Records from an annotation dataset
▼

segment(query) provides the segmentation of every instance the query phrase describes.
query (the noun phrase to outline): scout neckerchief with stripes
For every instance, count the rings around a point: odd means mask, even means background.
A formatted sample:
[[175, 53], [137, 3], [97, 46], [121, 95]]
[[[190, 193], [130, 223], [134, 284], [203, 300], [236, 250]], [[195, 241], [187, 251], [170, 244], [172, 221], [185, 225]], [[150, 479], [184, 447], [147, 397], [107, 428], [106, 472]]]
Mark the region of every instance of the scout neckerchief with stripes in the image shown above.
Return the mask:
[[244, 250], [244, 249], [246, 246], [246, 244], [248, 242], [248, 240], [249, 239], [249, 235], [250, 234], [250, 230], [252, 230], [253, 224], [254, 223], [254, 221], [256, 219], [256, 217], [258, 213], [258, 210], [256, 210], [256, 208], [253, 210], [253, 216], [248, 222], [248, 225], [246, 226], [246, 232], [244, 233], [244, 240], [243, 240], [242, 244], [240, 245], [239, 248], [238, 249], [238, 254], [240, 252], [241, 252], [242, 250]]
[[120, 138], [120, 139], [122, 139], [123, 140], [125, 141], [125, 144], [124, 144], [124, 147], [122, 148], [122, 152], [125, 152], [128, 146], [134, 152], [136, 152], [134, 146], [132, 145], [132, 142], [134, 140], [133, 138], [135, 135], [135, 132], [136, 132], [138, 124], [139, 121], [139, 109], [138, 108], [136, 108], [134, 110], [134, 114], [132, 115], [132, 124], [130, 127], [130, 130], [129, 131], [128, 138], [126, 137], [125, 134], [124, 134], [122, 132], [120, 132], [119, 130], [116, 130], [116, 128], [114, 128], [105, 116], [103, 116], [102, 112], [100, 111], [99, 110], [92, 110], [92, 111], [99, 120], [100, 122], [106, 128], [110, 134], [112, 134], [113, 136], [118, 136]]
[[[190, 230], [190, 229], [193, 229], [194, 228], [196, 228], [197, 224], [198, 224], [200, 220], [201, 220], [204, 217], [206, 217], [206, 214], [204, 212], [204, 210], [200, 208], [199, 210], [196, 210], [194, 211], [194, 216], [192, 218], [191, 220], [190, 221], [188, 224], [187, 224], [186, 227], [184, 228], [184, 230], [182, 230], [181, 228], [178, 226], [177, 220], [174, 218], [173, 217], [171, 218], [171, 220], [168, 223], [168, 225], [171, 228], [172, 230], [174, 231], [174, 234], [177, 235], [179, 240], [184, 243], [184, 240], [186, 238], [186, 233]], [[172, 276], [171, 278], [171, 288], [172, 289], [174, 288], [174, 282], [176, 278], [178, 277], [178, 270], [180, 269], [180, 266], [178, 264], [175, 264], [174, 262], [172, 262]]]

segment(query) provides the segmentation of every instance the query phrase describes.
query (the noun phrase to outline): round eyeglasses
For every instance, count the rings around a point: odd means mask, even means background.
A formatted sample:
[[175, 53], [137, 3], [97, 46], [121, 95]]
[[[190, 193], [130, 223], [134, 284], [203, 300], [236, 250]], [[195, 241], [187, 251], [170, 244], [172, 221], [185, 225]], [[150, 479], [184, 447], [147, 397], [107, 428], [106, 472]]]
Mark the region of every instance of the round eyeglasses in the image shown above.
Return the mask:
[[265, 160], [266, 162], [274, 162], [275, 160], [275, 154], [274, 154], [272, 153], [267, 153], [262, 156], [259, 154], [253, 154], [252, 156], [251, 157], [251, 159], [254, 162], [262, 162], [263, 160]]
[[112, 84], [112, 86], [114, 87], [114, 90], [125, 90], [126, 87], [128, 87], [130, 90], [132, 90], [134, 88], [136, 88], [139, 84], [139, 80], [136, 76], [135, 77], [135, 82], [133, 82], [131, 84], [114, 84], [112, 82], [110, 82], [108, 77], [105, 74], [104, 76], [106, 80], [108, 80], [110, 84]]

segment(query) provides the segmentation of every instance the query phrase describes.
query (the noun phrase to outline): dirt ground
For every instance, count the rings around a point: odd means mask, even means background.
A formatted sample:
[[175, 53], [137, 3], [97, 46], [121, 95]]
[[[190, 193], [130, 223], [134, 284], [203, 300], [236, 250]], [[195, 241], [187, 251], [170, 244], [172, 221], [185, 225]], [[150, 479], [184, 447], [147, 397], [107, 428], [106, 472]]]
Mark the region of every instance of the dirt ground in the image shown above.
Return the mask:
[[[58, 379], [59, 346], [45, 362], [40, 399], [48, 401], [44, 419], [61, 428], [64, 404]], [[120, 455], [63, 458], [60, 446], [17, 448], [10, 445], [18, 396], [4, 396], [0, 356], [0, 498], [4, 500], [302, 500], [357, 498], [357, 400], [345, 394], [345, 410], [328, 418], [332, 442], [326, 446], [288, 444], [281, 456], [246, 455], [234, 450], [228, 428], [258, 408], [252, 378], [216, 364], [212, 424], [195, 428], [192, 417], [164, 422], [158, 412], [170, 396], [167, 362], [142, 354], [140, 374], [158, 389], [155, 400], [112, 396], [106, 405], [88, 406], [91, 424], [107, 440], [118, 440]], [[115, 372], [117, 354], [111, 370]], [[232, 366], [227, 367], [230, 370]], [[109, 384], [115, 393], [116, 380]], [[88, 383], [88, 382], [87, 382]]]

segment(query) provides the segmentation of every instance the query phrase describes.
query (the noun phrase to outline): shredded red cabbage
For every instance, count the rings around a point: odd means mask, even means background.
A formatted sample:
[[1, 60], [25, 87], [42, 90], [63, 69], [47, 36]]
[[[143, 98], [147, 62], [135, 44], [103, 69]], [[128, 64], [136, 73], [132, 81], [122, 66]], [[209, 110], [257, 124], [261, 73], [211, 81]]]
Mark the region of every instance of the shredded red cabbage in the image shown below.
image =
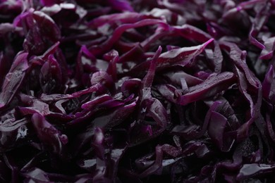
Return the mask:
[[274, 20], [273, 0], [0, 0], [0, 182], [275, 182]]

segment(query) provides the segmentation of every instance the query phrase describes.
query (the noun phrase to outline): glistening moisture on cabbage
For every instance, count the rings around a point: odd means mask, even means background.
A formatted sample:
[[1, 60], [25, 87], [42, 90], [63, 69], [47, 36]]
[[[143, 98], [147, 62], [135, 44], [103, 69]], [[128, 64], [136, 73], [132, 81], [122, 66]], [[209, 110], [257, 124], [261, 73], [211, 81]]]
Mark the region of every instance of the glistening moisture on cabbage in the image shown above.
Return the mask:
[[275, 182], [274, 20], [273, 0], [0, 0], [0, 182]]

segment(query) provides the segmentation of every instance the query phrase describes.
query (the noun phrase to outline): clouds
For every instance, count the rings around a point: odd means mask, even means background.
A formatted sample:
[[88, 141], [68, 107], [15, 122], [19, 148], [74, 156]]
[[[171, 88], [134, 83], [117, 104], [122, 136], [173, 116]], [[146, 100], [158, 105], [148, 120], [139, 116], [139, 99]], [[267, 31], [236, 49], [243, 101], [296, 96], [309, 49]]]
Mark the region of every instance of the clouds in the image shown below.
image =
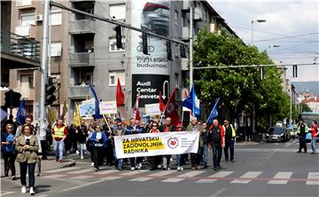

▲

Rewrite all of the data above, swapping each occurrence of "Mark the region" for "Outline the area" and keeping every other line unchanged. Leave the pictures out of your answer.

segment(query) provides the segmentation of every instance the query phrase describes.
query (the noun phrase to outline): scout neckerchief with stripes
For every instance, count the rings around a point: odd means mask, even means background.
A formatted sample:
[[175, 53], [137, 3], [97, 46], [121, 95]]
[[[190, 193], [130, 223], [134, 284], [203, 300], [236, 250]], [[195, 241], [187, 251], [170, 244], [172, 221], [185, 225]], [[150, 479], [184, 447], [147, 397], [107, 428], [106, 472]]]
Outline the area of every instance of the scout neckerchief with stripes in the image shown above.
Return the mask:
[[244, 250], [244, 249], [246, 246], [246, 244], [248, 242], [248, 240], [249, 239], [249, 235], [250, 234], [250, 230], [252, 230], [253, 224], [254, 223], [254, 221], [256, 219], [256, 217], [258, 213], [258, 210], [256, 210], [256, 208], [253, 210], [253, 216], [248, 222], [248, 225], [246, 226], [246, 232], [244, 233], [244, 240], [243, 240], [242, 244], [240, 245], [239, 248], [238, 249], [238, 254], [240, 252], [241, 252], [242, 250]]
[[120, 138], [120, 139], [122, 139], [123, 140], [125, 141], [125, 144], [124, 144], [124, 147], [122, 148], [122, 152], [125, 152], [128, 146], [134, 152], [136, 152], [134, 146], [132, 145], [132, 142], [134, 140], [133, 138], [135, 135], [135, 132], [136, 132], [138, 124], [139, 121], [139, 109], [138, 108], [136, 108], [134, 110], [134, 114], [132, 115], [132, 124], [130, 127], [130, 130], [129, 131], [128, 138], [126, 137], [125, 134], [124, 134], [122, 132], [120, 132], [119, 130], [116, 130], [116, 128], [114, 128], [105, 116], [103, 116], [102, 112], [100, 111], [99, 110], [92, 110], [92, 111], [99, 120], [100, 122], [106, 128], [110, 134], [112, 134], [113, 136], [118, 136]]
[[[190, 230], [190, 229], [193, 229], [194, 228], [196, 228], [197, 224], [198, 224], [200, 220], [201, 220], [204, 217], [206, 217], [206, 214], [204, 212], [204, 210], [200, 208], [199, 210], [196, 210], [194, 211], [194, 216], [192, 218], [191, 220], [190, 221], [188, 224], [187, 224], [186, 227], [184, 228], [184, 230], [182, 230], [181, 228], [178, 226], [177, 220], [174, 218], [173, 217], [171, 218], [171, 220], [168, 223], [168, 225], [171, 228], [172, 230], [174, 231], [174, 234], [177, 235], [179, 240], [184, 243], [184, 240], [186, 238], [186, 233]], [[172, 276], [171, 278], [171, 288], [172, 289], [174, 288], [174, 282], [176, 278], [178, 277], [178, 270], [180, 269], [180, 266], [178, 264], [175, 264], [174, 262], [172, 262]]]

segment(query) provides the segmentation of every instance the query phrase describes.
query (the noun phrase to outline): round eyeglasses
For every instance, count the rings around a point: odd means mask, even means background.
A formatted sample:
[[175, 53], [137, 3], [97, 46], [121, 95]]
[[[190, 193], [130, 223], [134, 284], [203, 300], [236, 250]], [[195, 241], [187, 251], [170, 244], [172, 221], [185, 225]], [[150, 479], [184, 447], [147, 397], [107, 428], [106, 472]]]
Outline the area of every instance of the round eyeglasses in the image shown above.
Return the mask:
[[265, 160], [266, 162], [274, 162], [275, 160], [275, 154], [274, 154], [272, 153], [267, 153], [262, 156], [259, 154], [253, 154], [252, 156], [251, 157], [251, 159], [254, 162], [262, 162], [263, 160]]
[[112, 84], [112, 86], [114, 87], [114, 90], [125, 90], [126, 87], [128, 87], [130, 90], [132, 90], [134, 88], [136, 88], [139, 84], [139, 80], [136, 76], [135, 77], [135, 82], [133, 82], [131, 84], [114, 84], [112, 82], [110, 82], [108, 77], [105, 74], [104, 76], [106, 80], [108, 80], [110, 84]]

segment(query) provides the segmentation of every instance the query phrase describes.
query (the noun phrase to outline): dirt ground
For every instance, count the rings around a point: odd means mask, even means background.
A formatted sample:
[[175, 53], [137, 3], [97, 46], [121, 95]]
[[[190, 193], [130, 223], [134, 284], [203, 300], [236, 250]], [[195, 241], [187, 251], [170, 244], [172, 221], [185, 225]], [[150, 479], [184, 447], [147, 397], [107, 428], [106, 472]]]
Outline the area of every instance of the dirt ground in the image shown above.
Return the mask:
[[[58, 379], [59, 346], [45, 362], [40, 399], [48, 401], [44, 419], [61, 428], [64, 404]], [[120, 455], [63, 458], [60, 446], [17, 448], [10, 445], [18, 396], [4, 396], [0, 356], [0, 498], [4, 500], [302, 500], [357, 498], [357, 400], [345, 394], [345, 410], [328, 418], [332, 442], [326, 446], [288, 444], [281, 456], [246, 455], [234, 450], [228, 428], [258, 408], [252, 378], [216, 364], [212, 424], [195, 428], [192, 417], [164, 422], [158, 412], [170, 396], [167, 362], [142, 354], [140, 374], [158, 389], [155, 400], [112, 396], [106, 405], [88, 406], [91, 424], [107, 440], [118, 440]], [[115, 372], [117, 354], [111, 370]], [[232, 366], [227, 367], [230, 370]], [[109, 384], [115, 393], [116, 380]], [[88, 383], [88, 382], [87, 382]]]

segment(query) provides the segmentation of every instance the query phrase describes.
query (the noun phrase to outline): shredded red cabbage
For every instance, count the rings around a point: odd means mask, even means background.
A formatted sample:
[[1, 60], [25, 87], [42, 90], [63, 69], [47, 36]]
[[[143, 98], [147, 62], [135, 44], [103, 69]], [[128, 64], [136, 73], [132, 81], [122, 66]], [[209, 110], [257, 124], [261, 73], [211, 81]]]
Outline the area of every instance of the shredded red cabbage in the image shown below.
image =
Return the mask:
[[274, 20], [273, 0], [0, 0], [0, 182], [275, 182]]

segment(query) provides the segmentation of every instance the query phrase describes.
query (the noun phrase to outline): glistening moisture on cabbage
For every instance, count the rings around a point: odd means mask, even means background.
A formatted sample:
[[1, 60], [25, 87], [42, 90], [63, 69], [47, 36]]
[[[143, 98], [147, 62], [135, 44], [103, 69]], [[128, 64], [136, 73], [132, 81], [122, 66]], [[209, 110], [257, 124], [261, 73], [211, 81]]]
Outline the area of every instance of the glistening moisture on cabbage in the image shown above.
Return the mask:
[[275, 182], [274, 20], [273, 0], [0, 0], [0, 182]]

segment(query) provides the segmentation of every instance the query phrase describes.
query (the noun phrase to outline): clouds
For every instance, count the rings around a point: odd means mask, even means background.
A formatted sample:
[[88, 141], [68, 107], [15, 122], [19, 148], [74, 156]]
[[[171, 88], [134, 83], [117, 104], [122, 136], [173, 116]], [[146, 100], [158, 105], [148, 120], [139, 116], [139, 99]], [[267, 31], [236, 49], [243, 101], [296, 96], [309, 49]]]
Outline the area of every instance of the clouds in the image shown below.
image =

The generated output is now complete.